[[ Dataset entries, beginning ]]

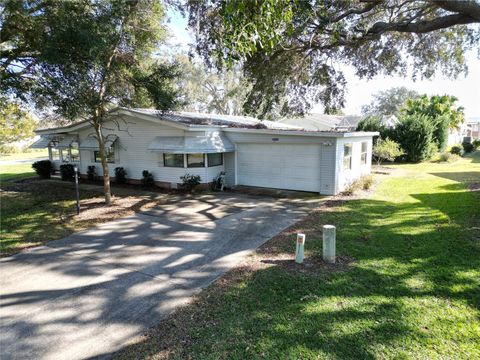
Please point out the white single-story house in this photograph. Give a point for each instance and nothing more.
(251, 152)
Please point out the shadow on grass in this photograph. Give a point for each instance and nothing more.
(417, 274)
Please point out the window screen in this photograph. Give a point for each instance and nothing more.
(173, 160)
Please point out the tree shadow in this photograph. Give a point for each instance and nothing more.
(117, 279)
(417, 271)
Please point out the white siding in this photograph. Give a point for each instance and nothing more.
(280, 166)
(347, 176)
(229, 162)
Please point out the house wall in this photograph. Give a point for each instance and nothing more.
(229, 162)
(344, 177)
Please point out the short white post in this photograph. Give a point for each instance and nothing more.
(329, 243)
(299, 252)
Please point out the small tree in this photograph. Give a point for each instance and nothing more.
(15, 123)
(79, 59)
(414, 133)
(43, 168)
(386, 150)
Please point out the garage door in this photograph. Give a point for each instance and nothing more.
(279, 166)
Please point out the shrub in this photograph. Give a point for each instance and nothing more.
(43, 168)
(120, 175)
(476, 143)
(189, 182)
(352, 188)
(366, 182)
(386, 150)
(373, 123)
(147, 179)
(91, 172)
(457, 150)
(468, 147)
(448, 157)
(9, 149)
(67, 172)
(414, 133)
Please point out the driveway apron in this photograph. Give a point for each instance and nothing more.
(88, 294)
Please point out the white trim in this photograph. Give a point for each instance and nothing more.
(236, 166)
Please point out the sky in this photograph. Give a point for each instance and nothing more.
(359, 91)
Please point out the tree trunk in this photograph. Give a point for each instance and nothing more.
(103, 160)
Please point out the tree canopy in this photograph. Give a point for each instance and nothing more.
(389, 102)
(77, 59)
(15, 123)
(292, 50)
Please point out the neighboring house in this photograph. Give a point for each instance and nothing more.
(250, 151)
(473, 128)
(389, 121)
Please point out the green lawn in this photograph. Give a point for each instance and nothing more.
(413, 290)
(13, 172)
(31, 154)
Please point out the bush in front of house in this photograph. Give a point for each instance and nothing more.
(476, 144)
(366, 182)
(189, 182)
(457, 150)
(386, 150)
(363, 183)
(120, 175)
(43, 168)
(468, 147)
(147, 179)
(67, 172)
(414, 133)
(91, 172)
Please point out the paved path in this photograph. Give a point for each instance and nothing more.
(88, 294)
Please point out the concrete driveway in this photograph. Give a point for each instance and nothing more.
(86, 295)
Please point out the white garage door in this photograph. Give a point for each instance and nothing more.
(279, 166)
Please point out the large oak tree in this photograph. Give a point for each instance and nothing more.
(292, 50)
(79, 58)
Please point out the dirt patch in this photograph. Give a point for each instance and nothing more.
(311, 265)
(474, 187)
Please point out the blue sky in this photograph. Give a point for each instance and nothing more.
(466, 88)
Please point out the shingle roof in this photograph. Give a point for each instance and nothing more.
(323, 122)
(188, 118)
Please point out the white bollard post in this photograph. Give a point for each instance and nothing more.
(299, 252)
(329, 243)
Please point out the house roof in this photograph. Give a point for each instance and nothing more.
(212, 142)
(323, 122)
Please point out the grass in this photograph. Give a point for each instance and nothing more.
(31, 154)
(413, 290)
(10, 173)
(37, 211)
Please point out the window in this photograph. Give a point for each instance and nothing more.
(55, 154)
(364, 152)
(215, 159)
(65, 155)
(195, 160)
(347, 156)
(109, 154)
(173, 160)
(74, 152)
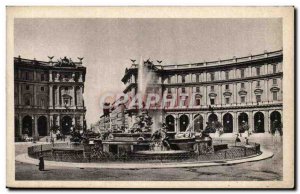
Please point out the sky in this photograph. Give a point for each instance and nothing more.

[[ Dataset entries, end ]]

_Problem to work on:_ Please output the records above exactly, without the pictures.

_Written solution:_
Please point out the white single-story house in this photograph. Give a point for each instance and nothing more.
(251, 152)
Please point out the shadow on grass in this photograph. Give a point for each instance and nothing more.
(417, 274)
Please point out the window screen in this photograph. Give a point for each instance and nothing more.
(173, 160)
Please point out the tree shadow in this photograph. Give a point for each instance and nothing more.
(117, 279)
(417, 271)
Please point out the white siding in this photograph. Give a point for each instance and nothing more.
(280, 166)
(347, 176)
(229, 162)
Please point out the house wall in this photograph. Give a point for each instance and nothing more.
(229, 162)
(344, 177)
Please point out the short white post in this photograph. Give a point for each instance and nothing more.
(329, 243)
(299, 252)
Please point out the small tree in this photograph. Give a point for each instance and nothing more.
(15, 123)
(79, 59)
(414, 133)
(43, 168)
(386, 150)
Please point out the garage door in this photograph. Give a point for each instance and nothing more.
(279, 166)
Please point out the shrub in this photograph. Give a point for each instance and nothing more.
(43, 168)
(120, 175)
(476, 143)
(189, 182)
(352, 188)
(366, 182)
(386, 150)
(373, 123)
(147, 179)
(91, 172)
(457, 150)
(468, 147)
(448, 157)
(9, 149)
(67, 172)
(414, 133)
Please point out the driveway apron in this photograph. Give a point for each instance and nothing more.
(88, 294)
Please point out the white trim in this photograph. Give a point for each instance and nothing more.
(236, 166)
Please point out the sky in this photograph. Give a point for each instance and nothing more.
(359, 91)
Please point out the tree trunk in this photograph. Give a point for each instance and nothing more.
(103, 160)
Please point out the tree canopy in this photograph. Give a point for each instance and nothing more.
(389, 102)
(77, 59)
(15, 123)
(292, 50)
Please point out the neighboring house in this photograph. Give a point for each instance and nothing more.
(250, 151)
(473, 128)
(389, 121)
Please point out the green lawn in this photograph. Give a point for each instance and nothing more.
(413, 290)
(13, 172)
(31, 154)
Please point out the bush in front of house in this photograph. Give a point for each instance and nothing more.
(476, 144)
(366, 182)
(189, 182)
(457, 150)
(386, 150)
(363, 183)
(120, 175)
(43, 168)
(468, 147)
(147, 179)
(67, 172)
(414, 133)
(91, 172)
Please point out the paved path in this photograph. Give a point for each instance and nothing more.
(88, 294)
Please point out the concrete driveway in this photograph. Give a point for each instance and nothing more.
(86, 295)
Please point out the white garage door in this photograph. Give a point for each instance and nothing more.
(279, 166)
Please point out the large oak tree in this photograph. Give a point for each instance and nothing more.
(292, 50)
(79, 58)
Please point out the dirt patch in this photograph. Give a point for each instance and nothing more.
(311, 265)
(474, 187)
Please point out the blue sky in this photograph. Give a point for each instance and nothing more.
(466, 88)
Please point out the shingle roof in this photograph. Give a point for each instance and nothing more.
(323, 122)
(188, 118)
Please point out the white bollard post in this photograph. Give a point for each instance and nothing more.
(299, 252)
(329, 243)
Please point out the house roof in this photograph. Give a point for each instance and nothing more.
(212, 142)
(323, 122)
Please point out the grass in this photograph. Give a point for each instance and nothing more.
(31, 154)
(413, 290)
(10, 173)
(37, 211)
Please point out the window in this photograph. Give a point for each instance and nothing more.
(55, 154)
(364, 152)
(215, 159)
(65, 155)
(195, 160)
(347, 156)
(109, 154)
(173, 160)
(74, 152)
Please point out the sky in this photograph. Give a point for each instance and nothing more.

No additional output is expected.